DIRECTIONS »
1) According to the passage about Marie Harf, in what year did she graduate from Granville High School?
2) Write the next part of the Marie Harf biography, picking up after its last sentence.

READING PASSAGE »
________________________
Marie Elizabeth Harf (born June 15, 1981) is a liberal political commentator for the Fox News Channel and former deputy campaign manager for policy and communications for the Rep. Seth Moulton (D-Mass.) presidential campaign.  She served as the Senior advisor of Strategic Communications to U.S. Secretary of State John Kerry at the United States Department of State, leading the Iran nuclear negotiations communications strategy. Harf also was Acting Spokesperson and Deputy Spokesperson of the State Department.

Early life
Harf is the daughter of Jane Ax Harf of Granville, Ohio, and James E. Harf of St. Louis, Missouri, and is a native of Granville, Ohio. She graduated from Granville High School in 1999.
________________________
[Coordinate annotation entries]
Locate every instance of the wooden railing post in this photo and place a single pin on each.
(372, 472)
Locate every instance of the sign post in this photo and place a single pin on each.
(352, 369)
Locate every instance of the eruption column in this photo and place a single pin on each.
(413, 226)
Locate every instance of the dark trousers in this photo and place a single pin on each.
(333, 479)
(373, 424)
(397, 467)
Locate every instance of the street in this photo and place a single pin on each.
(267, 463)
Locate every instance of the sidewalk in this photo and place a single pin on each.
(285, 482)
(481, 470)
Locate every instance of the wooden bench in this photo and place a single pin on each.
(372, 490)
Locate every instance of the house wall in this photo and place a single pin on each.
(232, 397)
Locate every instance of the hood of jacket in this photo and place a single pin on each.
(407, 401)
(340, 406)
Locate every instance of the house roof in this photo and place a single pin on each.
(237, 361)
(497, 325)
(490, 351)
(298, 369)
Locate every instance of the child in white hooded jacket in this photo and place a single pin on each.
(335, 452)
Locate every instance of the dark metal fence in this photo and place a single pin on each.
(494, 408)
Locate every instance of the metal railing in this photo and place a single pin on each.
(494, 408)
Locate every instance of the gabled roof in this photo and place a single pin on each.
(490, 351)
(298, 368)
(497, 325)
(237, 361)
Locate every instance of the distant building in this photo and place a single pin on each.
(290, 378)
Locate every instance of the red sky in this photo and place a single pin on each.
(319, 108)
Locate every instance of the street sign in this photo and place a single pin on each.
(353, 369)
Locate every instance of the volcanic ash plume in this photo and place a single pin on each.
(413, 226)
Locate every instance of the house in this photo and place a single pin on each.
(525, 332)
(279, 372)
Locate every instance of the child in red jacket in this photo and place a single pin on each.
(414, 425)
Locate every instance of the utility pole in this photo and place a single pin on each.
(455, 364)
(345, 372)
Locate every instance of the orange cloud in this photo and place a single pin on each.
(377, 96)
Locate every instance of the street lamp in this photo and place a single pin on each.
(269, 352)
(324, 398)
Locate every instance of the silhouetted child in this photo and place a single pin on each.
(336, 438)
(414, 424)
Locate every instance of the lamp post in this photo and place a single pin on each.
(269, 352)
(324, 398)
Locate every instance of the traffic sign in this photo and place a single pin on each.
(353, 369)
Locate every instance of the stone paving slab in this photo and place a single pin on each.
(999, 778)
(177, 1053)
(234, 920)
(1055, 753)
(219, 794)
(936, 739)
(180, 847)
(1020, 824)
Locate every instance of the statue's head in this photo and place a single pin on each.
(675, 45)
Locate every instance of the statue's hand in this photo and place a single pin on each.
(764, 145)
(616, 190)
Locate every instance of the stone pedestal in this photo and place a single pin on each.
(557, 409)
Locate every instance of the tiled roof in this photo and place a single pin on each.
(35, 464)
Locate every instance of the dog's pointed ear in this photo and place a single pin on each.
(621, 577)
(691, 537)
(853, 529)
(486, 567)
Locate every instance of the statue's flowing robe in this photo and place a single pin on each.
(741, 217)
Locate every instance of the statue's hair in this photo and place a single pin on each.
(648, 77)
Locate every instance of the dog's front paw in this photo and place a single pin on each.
________________________
RESULTS »
1) 1999

2)
She graduated from Indiana University Bloomington with a BA in Political Science with concentrations in Jewish Studies and Russian and Eastern European Studies, and then received her master's degree in Foreign Affairs from the University of Virginia, where her thesis examined the prospects for continued regime stability in Saudi Arabia.

Career
Harf began her career at the Directorate of Intelligence at the CIA as an analyst focusing on Middle Eastern leadership issues.  She later became the media spokesperson of the CIA. During the 2012 presidential election, she reportedly helped craft U.S. President Barack Obama's national security and communications strategy, and also served as campaign spokesperson on national security issues. In June 2013, Harf was appointed Deputy Spokesperson for the Department of State, where she served as deputy under Jen Psaki.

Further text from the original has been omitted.